From the article on pronouncing "gerrymandering," extract word for word the passage that begins with the words containing "Take a spin" and ends with "the word correctly.".

Document text:
╔══

Former Massachusetts governor and US vice president Elbridge Gerry. That’s Gerry, with a hard “g.”

Take a spin through any of the available online dictionaries or various Youtube video-tutorials that break down how to say “gerrymandering,” and you’ll quickly find that the word is pronounced with a soft “g,” as in “Jerry-mandering.”

But according to officials in the town of Marblehead, if you say it that way, you’re wrong. And now, they have a letter from the US Supreme Court that technically backs them up.

In June, the board of selectmen in the coastal community fired off a letter to Chief Justice John Roberts asking that when the justices discuss gerrymandering — the act of manipulating electoral boundaries for political gain — during high-profile court cases, they say the word correctly.


The Supreme Court heard oral arguments on two such cases, in October and March.

“Dear Chief Justice,” the letter, which was forwarded to the Globe, read. “The Marblehead Board of Selectmen respectfully requests the Supreme Court, when discussing political redistricting known as ‘Gerrymandering,’ use a hard ‘G’ pronouncing the word as ‘Garymandering.’”

The letter was sent at the request of Carolyn Stanton, a former Marblehead school teacher, who pointed out to selectmen that some of the justices were mispronouncing the word.

“I was very aware they were taking up questions on gerrymandering, and if you live in the area you get very tired of people saying ‘jerrymandering’ and taking time to correct them,” she said in a telephone interview.

She first tried to correct the masses by asking her grandson, comedian John Mulaney, to bring up the problem during an appearance in February on “Late Night With Seth Meyers.”

Even though her grandson followed through with her request, Stanton felt it didn’t go far enough.

“I thought, ‘I’ve got to do it in a governmental way,’” she said.


Marblehead officials and Stanton wanted to send the letter defending the pronunciation — and felt sure about their position —because the word’s namesake, Elbridge Gerry, was a native of the town with deep roots in New England. He pronounced his last name with a hard “g.”

╚══

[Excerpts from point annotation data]
╔══

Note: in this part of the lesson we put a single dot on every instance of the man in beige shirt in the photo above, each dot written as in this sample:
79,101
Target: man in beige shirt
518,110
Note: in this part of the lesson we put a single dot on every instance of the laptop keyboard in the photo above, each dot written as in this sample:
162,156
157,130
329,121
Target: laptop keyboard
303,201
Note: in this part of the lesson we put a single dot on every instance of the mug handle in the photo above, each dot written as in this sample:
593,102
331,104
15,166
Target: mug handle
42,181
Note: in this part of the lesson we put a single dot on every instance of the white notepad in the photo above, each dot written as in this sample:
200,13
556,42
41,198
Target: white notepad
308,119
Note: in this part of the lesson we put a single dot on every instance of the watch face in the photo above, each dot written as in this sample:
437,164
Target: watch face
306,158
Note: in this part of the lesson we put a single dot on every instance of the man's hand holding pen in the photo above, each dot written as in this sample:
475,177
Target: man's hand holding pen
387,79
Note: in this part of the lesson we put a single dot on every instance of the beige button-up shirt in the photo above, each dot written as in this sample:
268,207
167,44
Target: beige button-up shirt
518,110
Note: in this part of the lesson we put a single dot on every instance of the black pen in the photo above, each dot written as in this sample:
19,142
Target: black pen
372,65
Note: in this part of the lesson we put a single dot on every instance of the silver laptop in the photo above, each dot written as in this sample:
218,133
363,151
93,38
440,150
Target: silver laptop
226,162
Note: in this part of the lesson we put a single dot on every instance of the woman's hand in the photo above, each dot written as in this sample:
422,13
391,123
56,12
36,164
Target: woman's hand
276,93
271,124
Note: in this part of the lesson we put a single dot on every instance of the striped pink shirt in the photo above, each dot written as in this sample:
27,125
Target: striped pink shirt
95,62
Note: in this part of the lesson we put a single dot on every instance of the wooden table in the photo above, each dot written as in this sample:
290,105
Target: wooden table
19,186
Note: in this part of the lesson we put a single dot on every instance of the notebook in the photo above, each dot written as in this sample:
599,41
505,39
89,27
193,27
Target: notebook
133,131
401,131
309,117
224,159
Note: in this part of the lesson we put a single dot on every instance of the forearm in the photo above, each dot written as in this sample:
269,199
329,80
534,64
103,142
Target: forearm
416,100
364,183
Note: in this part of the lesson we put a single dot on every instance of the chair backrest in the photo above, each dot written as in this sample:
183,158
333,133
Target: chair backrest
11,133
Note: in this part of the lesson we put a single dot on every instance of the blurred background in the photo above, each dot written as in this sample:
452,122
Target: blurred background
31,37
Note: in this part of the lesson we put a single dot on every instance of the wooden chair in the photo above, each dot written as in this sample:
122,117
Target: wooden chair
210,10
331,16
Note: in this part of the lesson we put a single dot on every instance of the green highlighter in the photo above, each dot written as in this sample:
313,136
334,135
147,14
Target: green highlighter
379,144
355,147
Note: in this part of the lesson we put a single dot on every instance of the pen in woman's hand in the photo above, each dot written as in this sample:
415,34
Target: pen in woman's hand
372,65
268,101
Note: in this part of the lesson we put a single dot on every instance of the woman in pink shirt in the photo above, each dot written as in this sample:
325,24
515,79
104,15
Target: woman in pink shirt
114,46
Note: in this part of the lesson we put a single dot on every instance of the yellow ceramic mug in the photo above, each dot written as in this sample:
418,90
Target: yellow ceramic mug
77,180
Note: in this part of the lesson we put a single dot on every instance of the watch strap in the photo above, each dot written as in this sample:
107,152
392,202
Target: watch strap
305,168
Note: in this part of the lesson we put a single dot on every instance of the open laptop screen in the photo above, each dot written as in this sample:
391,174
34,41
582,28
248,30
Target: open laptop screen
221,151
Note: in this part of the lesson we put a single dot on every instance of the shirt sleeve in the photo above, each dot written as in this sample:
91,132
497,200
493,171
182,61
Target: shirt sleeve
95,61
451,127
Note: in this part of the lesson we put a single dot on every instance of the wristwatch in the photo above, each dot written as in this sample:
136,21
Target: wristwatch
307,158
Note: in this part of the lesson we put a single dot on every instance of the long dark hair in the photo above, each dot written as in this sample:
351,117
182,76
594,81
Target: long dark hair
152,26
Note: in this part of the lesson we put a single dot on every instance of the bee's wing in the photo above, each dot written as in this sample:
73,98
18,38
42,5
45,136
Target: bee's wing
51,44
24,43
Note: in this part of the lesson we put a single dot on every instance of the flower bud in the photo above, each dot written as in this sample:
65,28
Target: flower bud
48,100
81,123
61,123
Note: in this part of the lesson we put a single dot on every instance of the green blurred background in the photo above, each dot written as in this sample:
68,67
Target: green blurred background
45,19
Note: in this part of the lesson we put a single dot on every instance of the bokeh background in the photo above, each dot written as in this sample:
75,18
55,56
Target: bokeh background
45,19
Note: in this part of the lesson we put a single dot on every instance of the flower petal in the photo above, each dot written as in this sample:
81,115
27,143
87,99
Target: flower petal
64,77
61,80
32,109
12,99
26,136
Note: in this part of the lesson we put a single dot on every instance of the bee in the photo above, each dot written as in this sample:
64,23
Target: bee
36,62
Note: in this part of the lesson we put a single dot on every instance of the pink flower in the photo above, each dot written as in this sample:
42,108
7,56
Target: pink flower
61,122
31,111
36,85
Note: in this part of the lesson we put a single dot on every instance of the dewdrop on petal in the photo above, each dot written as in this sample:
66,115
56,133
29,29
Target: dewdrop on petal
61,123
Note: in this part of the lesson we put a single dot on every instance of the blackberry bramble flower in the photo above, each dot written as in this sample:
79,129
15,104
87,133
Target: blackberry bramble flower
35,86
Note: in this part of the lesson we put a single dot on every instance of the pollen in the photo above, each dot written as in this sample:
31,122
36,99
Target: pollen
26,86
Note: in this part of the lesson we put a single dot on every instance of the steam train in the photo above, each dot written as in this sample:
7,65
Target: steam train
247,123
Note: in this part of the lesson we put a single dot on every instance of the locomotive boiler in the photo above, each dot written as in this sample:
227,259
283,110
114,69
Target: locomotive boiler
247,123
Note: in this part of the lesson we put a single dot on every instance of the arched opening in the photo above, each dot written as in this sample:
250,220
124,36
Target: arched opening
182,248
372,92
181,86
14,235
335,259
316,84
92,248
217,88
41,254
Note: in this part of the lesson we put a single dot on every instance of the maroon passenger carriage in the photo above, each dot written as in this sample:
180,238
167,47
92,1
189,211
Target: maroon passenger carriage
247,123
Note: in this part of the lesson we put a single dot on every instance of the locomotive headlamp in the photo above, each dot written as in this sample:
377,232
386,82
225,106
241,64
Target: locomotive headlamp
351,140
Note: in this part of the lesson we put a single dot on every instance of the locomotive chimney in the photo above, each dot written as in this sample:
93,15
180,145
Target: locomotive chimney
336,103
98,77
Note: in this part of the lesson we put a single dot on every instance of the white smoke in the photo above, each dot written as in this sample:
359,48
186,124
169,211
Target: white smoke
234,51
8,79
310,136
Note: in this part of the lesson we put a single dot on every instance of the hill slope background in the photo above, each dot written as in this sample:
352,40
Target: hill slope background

╚══

Response for this exercise:
Take a spin through any of the available online dictionaries or various Youtube video-tutorials that break down how to say “gerrymandering,” and you’ll quickly find that the word is pronounced with a soft “g,” as in “Jerry-mandering.”

But according to officials in the town of Marblehead, if you say it that way, you’re wrong. And now, they have a letter from the US Supreme Court that technically backs them up.

In June, the board of selectmen in the coastal community fired off a letter to Chief Justice John Roberts asking that when the justices discuss gerrymandering — the act of manipulating electoral boundaries for political gain — during high-profile court cases, they say the word correctly.